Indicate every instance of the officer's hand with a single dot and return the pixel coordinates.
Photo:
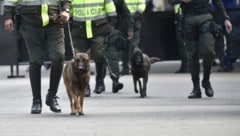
(185, 1)
(64, 16)
(8, 25)
(130, 35)
(228, 25)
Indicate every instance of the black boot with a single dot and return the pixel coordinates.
(35, 80)
(51, 98)
(208, 88)
(116, 86)
(88, 91)
(100, 74)
(52, 102)
(36, 106)
(206, 84)
(196, 93)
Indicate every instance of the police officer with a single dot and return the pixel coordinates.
(41, 30)
(136, 8)
(200, 40)
(117, 42)
(179, 22)
(92, 22)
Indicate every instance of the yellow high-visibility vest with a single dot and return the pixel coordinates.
(44, 6)
(136, 6)
(177, 9)
(91, 10)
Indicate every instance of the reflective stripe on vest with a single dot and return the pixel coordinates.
(10, 2)
(91, 10)
(44, 6)
(177, 9)
(136, 6)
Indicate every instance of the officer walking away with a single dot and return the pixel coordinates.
(117, 42)
(41, 30)
(200, 40)
(136, 8)
(92, 22)
(179, 24)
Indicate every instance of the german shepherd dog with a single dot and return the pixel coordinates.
(76, 76)
(140, 66)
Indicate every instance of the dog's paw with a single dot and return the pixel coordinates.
(136, 91)
(80, 113)
(73, 113)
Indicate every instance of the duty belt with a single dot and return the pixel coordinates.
(195, 12)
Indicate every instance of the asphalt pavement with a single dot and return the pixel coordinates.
(166, 111)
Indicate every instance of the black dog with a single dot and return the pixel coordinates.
(140, 66)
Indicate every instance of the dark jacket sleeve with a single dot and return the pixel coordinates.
(66, 4)
(220, 8)
(8, 12)
(127, 17)
(173, 2)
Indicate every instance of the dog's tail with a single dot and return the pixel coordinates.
(154, 59)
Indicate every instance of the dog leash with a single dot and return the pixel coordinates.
(106, 59)
(70, 38)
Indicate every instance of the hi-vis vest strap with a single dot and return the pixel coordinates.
(91, 10)
(177, 9)
(136, 6)
(44, 6)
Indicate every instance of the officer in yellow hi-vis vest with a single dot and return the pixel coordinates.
(179, 24)
(41, 30)
(136, 8)
(92, 21)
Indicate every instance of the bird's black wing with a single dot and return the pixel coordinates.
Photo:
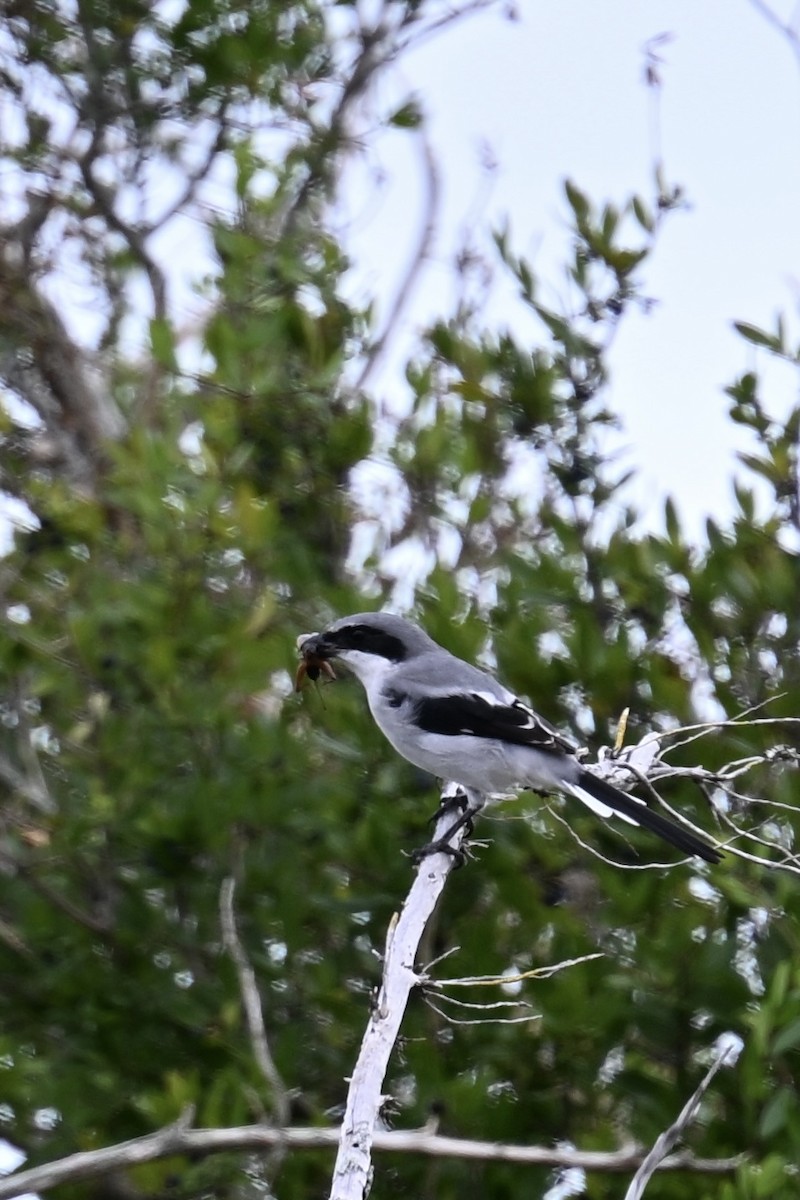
(482, 717)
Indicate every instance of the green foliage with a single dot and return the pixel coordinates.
(151, 743)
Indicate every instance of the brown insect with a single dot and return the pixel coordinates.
(312, 666)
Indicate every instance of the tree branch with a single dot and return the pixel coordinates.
(666, 1141)
(180, 1139)
(252, 1002)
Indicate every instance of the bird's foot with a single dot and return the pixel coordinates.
(459, 855)
(457, 802)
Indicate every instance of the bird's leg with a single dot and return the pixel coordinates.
(452, 802)
(468, 805)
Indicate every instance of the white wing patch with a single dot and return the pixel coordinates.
(597, 807)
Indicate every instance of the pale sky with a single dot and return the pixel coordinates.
(560, 94)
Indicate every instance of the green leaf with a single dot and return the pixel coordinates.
(758, 336)
(408, 117)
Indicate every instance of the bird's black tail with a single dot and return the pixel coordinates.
(606, 799)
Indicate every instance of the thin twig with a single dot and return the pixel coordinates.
(252, 1002)
(666, 1140)
(179, 1139)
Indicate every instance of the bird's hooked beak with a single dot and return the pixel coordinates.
(320, 646)
(316, 651)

▶ [AIM OF THE TASK]:
Rewrite every line of the entries above as a single numbered list, skipping any blank lines. Leave the pictures out.

▶ [TASK RESPONSE]:
1. Indicate every instance of the officer's hand with a single dot and return the pixel coordinates.
2. Photo:
3. (185, 1)
4. (64, 16)
5. (8, 25)
6. (130, 35)
7. (228, 25)
8. Indicate every instance of the black boot with a single dot and return the pixel coordinates.
9. (35, 80)
10. (51, 98)
11. (208, 88)
12. (116, 86)
13. (88, 91)
14. (100, 74)
15. (52, 102)
16. (36, 106)
17. (206, 84)
18. (196, 93)
19. Indicate every instance of the police officer with a single dot and return the pixel coordinates.
20. (41, 30)
21. (136, 8)
22. (200, 40)
23. (117, 42)
24. (179, 22)
25. (92, 22)
26. Indicate every instance of the yellow high-visibility vest with a single dot and return the pixel coordinates.
27. (44, 6)
28. (136, 6)
29. (177, 9)
30. (91, 10)
31. Indicate every instance of the reflective stripe on vest with a single dot and return the pixel coordinates.
32. (10, 2)
33. (91, 10)
34. (44, 6)
35. (177, 9)
36. (136, 6)
37. Indicate every instance of the officer walking away with a single dot and return the pixel coordinates.
38. (117, 42)
39. (41, 30)
40. (200, 40)
41. (136, 8)
42. (92, 22)
43. (179, 24)
44. Indicate every instance of the german shepherd dog with a single dot and return the pixel coordinates.
45. (76, 76)
46. (140, 66)
47. Indicate every instance of the dog's paw with a single dot and return the pixel coordinates.
48. (136, 91)
49. (80, 113)
50. (73, 113)
51. Indicate every instance of the duty belt with a single dot and return the pixel coordinates.
52. (195, 12)
53. Indicate every instance of the asphalt pavement with a single dot and return the pixel coordinates.
54. (166, 111)
55. Indicate every instance of the black dog with a single dot and return the pixel coordinates.
56. (140, 66)
57. Indicate every instance of the dark jacket sleeve with a single dot and return the pixel coordinates.
58. (66, 4)
59. (220, 8)
60. (8, 12)
61. (127, 17)
62. (173, 2)
63. Indicate every instance of the dog's tail with a single dot and return the pixel coordinates.
64. (154, 59)
65. Indicate every instance of the dog leash with a single dot and return the pixel coordinates.
66. (106, 59)
67. (70, 38)
68. Indicate every instance of the hi-vis vest strap with a single dot and return the pixel coordinates.
69. (91, 10)
70. (177, 9)
71. (136, 6)
72. (44, 6)
73. Indicate every instance of the officer in yellow hi-vis vest with a single dot and return the pixel coordinates.
74. (179, 24)
75. (41, 30)
76. (136, 8)
77. (92, 21)
78. Indicate every instance of the bird's black wing with a single dot and return the pixel coordinates.
79. Photo:
80. (482, 717)
81. Indicate every instance of the green foliage with a single dot and return the pixel coordinates.
82. (151, 743)
83. Indicate every instance of the brown insect with a single dot and return the pixel coordinates.
84. (312, 666)
85. Indicate every instance of the tree branch with a single dot and return the pixel coordinates.
86. (666, 1141)
87. (180, 1139)
88. (252, 1002)
89. Indicate every instance of the bird's foot with a single dot and return the pixel coordinates.
90. (459, 855)
91. (457, 802)
92. Indicate every instance of the bird's leg with a single dot and return the pixel coordinates.
93. (452, 802)
94. (468, 805)
95. Indicate every instance of the white wing patch with a single dot and return the pixel coordinates.
96. (597, 807)
97. Indicate every instance of the pale sky with a single dot and return the pixel coordinates.
98. (560, 94)
99. Indicate every instance of the green leaf with a single dot and return the pixel coordinates.
100. (758, 336)
101. (408, 117)
102. Indicate every instance of the bird's black tail with a single dot and return the pixel coordinates.
103. (606, 799)
104. Indicate every instance of the thin twig with a single dot and return the pixel coordinates.
105. (252, 1002)
106. (666, 1140)
107. (179, 1139)
108. Indicate every instance of the bird's hooked beak with a single dot and return the pixel coordinates.
109. (320, 646)
110. (316, 651)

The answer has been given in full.